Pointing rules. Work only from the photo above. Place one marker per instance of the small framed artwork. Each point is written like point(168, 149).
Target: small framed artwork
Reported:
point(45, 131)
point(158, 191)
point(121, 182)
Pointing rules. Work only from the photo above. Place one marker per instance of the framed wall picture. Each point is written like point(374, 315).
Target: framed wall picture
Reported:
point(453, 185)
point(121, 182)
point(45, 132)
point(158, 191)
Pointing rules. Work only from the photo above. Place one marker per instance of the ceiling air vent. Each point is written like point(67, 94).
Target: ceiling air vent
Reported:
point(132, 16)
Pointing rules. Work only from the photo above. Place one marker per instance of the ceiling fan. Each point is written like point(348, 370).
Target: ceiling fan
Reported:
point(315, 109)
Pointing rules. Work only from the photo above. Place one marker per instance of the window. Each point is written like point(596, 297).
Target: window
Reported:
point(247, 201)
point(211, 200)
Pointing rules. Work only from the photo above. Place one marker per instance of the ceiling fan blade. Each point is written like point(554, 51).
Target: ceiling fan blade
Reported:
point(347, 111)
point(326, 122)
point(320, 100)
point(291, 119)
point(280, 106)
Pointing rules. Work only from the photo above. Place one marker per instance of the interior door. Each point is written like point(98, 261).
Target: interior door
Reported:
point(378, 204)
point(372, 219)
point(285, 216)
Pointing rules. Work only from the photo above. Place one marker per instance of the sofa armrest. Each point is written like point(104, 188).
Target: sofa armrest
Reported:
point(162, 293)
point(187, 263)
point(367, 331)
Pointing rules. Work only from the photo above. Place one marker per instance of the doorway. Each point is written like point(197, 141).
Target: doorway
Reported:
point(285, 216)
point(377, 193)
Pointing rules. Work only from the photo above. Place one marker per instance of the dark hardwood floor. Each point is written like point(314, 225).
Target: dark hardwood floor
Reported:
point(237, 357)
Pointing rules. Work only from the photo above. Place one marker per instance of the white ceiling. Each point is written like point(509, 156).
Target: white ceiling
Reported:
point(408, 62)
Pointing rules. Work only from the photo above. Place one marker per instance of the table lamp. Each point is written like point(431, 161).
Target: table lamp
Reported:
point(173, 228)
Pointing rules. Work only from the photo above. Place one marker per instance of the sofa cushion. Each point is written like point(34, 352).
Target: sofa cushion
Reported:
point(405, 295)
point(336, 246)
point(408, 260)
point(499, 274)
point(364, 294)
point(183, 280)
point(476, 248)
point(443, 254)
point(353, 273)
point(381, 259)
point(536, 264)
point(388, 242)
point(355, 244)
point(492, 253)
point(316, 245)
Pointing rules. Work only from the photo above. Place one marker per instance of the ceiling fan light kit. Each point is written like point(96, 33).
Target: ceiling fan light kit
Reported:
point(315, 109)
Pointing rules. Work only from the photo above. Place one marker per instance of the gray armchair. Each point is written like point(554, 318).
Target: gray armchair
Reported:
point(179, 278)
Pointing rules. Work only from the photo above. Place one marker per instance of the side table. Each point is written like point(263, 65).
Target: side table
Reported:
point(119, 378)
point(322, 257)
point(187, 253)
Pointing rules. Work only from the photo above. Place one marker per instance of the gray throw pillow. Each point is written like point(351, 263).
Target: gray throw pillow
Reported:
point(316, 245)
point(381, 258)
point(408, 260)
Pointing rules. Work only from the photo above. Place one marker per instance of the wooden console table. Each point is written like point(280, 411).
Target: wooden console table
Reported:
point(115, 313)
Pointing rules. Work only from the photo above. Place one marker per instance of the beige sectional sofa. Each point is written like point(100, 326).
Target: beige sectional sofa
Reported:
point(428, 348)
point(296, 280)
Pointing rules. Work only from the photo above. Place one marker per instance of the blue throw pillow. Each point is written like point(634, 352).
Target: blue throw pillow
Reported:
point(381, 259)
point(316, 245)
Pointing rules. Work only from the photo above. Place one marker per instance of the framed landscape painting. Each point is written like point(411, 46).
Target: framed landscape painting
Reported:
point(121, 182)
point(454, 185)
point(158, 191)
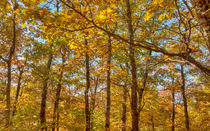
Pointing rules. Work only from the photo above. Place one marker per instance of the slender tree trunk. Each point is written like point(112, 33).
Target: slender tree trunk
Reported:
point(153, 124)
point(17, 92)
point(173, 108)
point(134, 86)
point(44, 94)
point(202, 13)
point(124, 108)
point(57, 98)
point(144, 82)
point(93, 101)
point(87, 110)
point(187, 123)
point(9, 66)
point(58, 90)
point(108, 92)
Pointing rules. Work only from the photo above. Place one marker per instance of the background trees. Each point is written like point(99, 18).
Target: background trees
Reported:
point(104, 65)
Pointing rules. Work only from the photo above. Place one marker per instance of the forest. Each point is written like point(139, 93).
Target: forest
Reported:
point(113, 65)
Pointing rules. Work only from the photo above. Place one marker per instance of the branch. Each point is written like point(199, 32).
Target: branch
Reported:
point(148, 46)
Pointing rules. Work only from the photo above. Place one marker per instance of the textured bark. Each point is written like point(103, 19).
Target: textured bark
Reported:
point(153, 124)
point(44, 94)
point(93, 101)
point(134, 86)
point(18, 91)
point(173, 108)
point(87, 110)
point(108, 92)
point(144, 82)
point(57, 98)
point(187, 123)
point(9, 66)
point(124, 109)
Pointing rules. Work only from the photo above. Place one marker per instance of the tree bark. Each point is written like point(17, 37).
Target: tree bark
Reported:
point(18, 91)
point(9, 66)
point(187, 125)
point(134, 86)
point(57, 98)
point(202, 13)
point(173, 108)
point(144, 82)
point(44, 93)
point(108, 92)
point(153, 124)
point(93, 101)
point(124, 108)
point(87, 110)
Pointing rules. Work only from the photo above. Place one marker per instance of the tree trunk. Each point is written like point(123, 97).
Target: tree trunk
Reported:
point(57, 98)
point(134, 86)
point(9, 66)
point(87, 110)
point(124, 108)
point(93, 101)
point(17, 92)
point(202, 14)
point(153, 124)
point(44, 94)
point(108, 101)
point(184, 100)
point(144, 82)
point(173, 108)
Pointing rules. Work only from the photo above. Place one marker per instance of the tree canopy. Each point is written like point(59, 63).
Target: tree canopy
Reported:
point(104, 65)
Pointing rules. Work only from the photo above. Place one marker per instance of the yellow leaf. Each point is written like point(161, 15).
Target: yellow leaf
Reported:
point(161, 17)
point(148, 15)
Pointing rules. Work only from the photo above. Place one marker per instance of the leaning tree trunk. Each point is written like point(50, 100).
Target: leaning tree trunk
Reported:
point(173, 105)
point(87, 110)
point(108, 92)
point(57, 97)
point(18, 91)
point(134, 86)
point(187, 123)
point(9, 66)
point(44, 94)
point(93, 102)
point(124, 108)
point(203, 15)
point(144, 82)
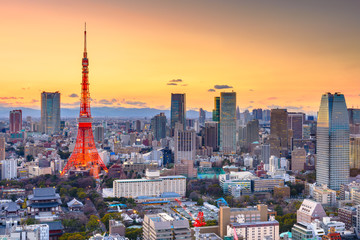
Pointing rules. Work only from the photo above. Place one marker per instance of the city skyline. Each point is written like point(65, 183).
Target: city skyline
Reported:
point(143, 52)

..........

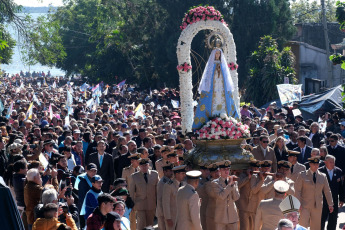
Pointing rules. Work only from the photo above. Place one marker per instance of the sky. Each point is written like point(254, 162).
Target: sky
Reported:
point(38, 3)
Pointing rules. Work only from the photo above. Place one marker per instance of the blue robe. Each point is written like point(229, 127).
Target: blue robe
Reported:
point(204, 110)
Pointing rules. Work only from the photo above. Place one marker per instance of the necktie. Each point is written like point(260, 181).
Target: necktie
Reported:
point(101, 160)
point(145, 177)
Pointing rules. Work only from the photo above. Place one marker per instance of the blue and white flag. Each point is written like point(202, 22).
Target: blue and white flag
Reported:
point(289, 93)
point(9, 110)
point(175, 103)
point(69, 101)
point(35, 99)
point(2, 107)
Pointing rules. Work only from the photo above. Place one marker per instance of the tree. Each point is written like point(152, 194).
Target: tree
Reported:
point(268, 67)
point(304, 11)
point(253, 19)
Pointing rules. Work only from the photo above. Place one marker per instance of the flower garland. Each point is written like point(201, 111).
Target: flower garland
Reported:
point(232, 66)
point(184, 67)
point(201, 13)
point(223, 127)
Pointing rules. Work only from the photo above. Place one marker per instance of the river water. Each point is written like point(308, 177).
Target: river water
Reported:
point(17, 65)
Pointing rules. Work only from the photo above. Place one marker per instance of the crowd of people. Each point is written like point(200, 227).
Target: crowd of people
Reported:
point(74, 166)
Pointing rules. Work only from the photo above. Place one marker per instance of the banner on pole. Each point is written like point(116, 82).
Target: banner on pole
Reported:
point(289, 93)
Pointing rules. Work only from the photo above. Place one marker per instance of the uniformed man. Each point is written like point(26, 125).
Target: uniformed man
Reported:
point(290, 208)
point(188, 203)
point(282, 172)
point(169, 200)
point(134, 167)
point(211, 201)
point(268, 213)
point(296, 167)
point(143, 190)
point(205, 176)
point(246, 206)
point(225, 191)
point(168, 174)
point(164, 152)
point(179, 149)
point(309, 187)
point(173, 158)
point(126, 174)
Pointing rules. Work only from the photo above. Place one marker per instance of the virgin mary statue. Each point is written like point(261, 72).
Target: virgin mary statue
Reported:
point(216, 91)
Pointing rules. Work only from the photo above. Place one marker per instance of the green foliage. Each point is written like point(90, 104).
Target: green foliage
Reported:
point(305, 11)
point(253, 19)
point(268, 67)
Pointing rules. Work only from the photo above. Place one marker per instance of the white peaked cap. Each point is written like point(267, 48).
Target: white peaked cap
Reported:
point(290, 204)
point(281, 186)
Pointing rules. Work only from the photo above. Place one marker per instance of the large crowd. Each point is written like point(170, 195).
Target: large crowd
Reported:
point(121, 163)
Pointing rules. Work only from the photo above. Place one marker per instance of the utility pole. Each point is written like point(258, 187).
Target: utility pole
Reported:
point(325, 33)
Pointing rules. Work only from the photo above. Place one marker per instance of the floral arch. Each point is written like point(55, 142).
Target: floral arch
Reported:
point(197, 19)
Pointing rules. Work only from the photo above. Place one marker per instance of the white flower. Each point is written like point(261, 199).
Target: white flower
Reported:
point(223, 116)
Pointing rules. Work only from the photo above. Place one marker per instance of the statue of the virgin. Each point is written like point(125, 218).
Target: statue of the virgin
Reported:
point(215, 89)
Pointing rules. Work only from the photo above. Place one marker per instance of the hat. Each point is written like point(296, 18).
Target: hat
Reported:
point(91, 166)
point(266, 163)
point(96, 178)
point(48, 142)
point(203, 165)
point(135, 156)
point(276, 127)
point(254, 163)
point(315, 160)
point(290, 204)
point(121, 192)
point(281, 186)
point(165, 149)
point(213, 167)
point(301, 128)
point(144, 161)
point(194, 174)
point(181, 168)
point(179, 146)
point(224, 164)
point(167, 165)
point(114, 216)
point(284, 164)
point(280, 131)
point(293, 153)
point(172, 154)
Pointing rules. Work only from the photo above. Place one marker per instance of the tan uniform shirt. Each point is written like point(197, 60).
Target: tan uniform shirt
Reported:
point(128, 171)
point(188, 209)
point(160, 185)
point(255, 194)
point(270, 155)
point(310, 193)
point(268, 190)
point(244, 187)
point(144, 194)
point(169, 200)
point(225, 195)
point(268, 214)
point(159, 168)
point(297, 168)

..........

TASK TO CARRY OUT: Recast the records from the line containing "like point(509, 156)." through the line containing "point(173, 228)", inclusive, as a JSON array of strings with one string per line and blank lines omitted.

WRITTEN SOLUTION:
[
  "Pointing rules. Work only from the photo above. Place one marker per instance of the white ceiling. Each point is written like point(509, 156).",
  "Target: white ceiling",
  "Reported:",
  "point(408, 62)",
  "Pointing rules. Work only from the photo above. Place one marker per instance of the table lamp. Each point is written like point(431, 161).",
  "Target: table lamp",
  "Reported:",
  "point(173, 228)"
]